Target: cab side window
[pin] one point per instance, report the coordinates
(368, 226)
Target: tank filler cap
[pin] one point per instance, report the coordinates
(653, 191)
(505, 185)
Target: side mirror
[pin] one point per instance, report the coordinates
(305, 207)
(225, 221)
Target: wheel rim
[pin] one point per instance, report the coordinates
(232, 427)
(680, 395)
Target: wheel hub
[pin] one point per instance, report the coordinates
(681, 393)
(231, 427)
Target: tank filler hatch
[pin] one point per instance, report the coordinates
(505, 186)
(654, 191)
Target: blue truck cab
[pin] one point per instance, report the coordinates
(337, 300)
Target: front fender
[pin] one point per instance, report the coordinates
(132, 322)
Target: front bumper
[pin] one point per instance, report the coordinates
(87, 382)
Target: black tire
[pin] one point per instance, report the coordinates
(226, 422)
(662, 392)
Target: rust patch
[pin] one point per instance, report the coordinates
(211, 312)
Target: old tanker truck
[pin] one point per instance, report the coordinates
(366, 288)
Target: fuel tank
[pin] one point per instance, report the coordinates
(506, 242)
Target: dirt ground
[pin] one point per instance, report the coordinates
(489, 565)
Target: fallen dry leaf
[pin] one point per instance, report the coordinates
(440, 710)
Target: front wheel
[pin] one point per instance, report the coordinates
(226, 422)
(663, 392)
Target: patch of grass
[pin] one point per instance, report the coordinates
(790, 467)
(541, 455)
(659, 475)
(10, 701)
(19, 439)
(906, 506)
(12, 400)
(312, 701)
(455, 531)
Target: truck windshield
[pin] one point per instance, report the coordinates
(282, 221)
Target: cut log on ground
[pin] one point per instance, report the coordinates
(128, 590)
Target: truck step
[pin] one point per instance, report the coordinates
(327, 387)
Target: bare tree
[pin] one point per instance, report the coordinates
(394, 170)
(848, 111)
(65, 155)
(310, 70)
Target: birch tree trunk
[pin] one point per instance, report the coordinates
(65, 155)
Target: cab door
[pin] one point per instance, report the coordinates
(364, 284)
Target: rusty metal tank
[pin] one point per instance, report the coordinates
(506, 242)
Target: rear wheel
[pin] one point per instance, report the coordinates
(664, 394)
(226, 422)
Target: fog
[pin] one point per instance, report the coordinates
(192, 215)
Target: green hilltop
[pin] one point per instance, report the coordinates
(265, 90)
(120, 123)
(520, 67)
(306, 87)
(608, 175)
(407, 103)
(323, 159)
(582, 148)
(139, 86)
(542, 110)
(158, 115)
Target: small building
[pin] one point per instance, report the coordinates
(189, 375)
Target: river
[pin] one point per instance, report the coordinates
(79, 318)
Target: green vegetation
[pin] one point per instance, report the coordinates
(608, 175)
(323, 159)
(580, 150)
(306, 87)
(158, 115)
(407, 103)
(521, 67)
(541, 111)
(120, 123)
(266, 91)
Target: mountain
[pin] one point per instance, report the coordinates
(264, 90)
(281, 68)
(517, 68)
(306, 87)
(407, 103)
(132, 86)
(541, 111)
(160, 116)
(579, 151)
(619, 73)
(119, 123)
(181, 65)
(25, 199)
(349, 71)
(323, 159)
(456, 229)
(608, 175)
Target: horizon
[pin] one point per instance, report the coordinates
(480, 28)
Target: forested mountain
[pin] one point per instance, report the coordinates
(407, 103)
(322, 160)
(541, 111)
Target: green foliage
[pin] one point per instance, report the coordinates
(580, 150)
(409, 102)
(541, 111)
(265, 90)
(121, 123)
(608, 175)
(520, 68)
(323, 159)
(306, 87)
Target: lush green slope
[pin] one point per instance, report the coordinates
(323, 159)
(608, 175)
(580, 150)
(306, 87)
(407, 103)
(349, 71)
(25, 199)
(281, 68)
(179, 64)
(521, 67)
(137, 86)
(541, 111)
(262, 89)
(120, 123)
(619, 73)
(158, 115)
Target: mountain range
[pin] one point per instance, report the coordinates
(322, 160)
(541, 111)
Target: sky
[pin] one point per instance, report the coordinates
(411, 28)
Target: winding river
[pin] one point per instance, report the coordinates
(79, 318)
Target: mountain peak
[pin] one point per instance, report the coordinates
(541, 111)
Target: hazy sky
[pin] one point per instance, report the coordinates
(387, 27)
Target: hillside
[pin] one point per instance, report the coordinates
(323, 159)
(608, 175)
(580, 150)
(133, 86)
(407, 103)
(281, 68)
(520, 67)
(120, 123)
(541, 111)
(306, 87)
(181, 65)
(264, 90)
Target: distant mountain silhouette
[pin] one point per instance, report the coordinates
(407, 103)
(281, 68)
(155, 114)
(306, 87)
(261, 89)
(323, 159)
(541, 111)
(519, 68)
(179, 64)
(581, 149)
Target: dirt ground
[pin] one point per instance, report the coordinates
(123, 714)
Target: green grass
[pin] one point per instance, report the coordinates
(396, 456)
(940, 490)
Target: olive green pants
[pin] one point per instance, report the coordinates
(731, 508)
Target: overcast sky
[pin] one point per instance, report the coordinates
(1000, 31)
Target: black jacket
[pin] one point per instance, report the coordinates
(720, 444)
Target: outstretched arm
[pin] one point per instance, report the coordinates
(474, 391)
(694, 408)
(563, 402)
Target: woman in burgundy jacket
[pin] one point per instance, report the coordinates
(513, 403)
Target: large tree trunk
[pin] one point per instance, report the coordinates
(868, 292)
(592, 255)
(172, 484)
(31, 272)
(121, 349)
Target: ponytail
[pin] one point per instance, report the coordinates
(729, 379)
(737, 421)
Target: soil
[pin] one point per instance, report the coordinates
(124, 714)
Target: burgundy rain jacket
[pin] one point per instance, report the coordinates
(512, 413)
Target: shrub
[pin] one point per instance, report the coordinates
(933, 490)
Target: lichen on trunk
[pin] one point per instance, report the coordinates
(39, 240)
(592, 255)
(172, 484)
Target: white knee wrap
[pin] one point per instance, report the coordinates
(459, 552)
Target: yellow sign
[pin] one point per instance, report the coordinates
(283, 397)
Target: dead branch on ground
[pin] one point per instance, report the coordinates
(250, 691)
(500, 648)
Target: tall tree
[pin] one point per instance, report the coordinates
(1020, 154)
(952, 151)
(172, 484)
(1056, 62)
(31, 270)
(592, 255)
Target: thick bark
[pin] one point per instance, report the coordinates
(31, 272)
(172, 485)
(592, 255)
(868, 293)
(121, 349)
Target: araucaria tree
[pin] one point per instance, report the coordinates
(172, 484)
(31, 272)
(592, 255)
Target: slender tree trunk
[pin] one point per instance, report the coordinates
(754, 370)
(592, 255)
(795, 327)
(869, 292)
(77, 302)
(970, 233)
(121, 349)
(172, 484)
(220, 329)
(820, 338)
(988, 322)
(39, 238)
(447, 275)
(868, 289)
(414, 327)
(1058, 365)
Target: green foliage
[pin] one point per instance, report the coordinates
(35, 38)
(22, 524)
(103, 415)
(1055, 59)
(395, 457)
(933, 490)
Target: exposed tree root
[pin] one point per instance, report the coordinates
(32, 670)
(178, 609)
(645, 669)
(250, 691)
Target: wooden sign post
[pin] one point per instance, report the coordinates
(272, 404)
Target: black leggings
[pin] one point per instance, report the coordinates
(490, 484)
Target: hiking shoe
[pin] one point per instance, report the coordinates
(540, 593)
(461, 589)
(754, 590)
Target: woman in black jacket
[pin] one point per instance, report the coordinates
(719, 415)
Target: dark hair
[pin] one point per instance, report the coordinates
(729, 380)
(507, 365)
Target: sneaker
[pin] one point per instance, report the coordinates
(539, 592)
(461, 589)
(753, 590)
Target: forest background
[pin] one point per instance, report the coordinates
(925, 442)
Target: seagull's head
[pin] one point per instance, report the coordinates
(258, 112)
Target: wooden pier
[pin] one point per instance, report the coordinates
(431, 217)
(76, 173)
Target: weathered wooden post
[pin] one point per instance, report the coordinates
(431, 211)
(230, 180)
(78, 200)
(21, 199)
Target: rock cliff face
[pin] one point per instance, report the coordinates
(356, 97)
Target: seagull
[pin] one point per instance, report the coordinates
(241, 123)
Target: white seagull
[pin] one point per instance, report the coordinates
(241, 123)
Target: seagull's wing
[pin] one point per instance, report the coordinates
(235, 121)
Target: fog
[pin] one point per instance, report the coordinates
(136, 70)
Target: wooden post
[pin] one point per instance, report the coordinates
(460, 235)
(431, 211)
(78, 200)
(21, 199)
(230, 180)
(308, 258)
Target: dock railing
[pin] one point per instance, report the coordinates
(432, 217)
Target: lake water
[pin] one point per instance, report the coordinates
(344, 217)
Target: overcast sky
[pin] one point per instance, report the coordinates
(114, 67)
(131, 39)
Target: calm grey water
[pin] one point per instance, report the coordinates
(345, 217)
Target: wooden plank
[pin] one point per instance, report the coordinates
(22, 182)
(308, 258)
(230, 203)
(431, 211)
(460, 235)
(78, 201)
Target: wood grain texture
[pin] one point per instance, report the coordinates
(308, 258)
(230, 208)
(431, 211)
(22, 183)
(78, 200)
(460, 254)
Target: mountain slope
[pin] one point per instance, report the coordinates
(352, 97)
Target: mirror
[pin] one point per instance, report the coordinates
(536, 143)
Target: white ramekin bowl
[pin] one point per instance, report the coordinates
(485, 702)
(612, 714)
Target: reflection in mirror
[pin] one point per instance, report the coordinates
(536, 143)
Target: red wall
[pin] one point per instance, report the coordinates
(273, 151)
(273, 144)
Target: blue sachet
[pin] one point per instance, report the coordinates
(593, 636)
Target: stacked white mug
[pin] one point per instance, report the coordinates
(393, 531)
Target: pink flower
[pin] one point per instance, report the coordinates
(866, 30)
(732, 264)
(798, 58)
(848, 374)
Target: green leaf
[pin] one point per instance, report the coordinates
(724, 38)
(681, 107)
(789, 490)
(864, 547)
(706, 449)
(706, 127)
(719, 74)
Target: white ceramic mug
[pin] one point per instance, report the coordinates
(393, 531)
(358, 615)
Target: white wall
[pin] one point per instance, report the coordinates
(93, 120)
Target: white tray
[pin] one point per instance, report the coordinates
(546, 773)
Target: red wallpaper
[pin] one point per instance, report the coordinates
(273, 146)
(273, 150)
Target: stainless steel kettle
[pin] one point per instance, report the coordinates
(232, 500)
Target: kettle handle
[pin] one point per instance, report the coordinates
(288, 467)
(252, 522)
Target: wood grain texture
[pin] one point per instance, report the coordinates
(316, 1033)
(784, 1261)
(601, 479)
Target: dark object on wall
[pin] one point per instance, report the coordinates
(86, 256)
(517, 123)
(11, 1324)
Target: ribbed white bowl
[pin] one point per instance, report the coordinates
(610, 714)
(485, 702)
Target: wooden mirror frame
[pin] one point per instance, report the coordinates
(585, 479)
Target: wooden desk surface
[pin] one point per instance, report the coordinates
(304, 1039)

□ □ □ □ □

## STATED TASK
Everything from the line containing "Target: kettle handle" to the end of the records must be written out exactly; include both of those lines and no others.

## TASK OUTPUT
Target: kettle handle
[pin] one point per instance, report the coordinates
(288, 467)
(252, 522)
Target: wood grain texture
[pin] one point per instance, report the coordinates
(316, 1033)
(784, 1261)
(601, 479)
Target: dark object on wall
[pin] one point per instance, report the coordinates
(86, 256)
(517, 123)
(11, 1324)
Target: ribbed white bowl
[pin] one point per instance, report the coordinates
(610, 714)
(485, 702)
Target: wooden mirror frame
[pin] one point per instance, report the coordinates
(585, 479)
Target: wooden desk surface
[pin] one point per instance, report the coordinates
(304, 1039)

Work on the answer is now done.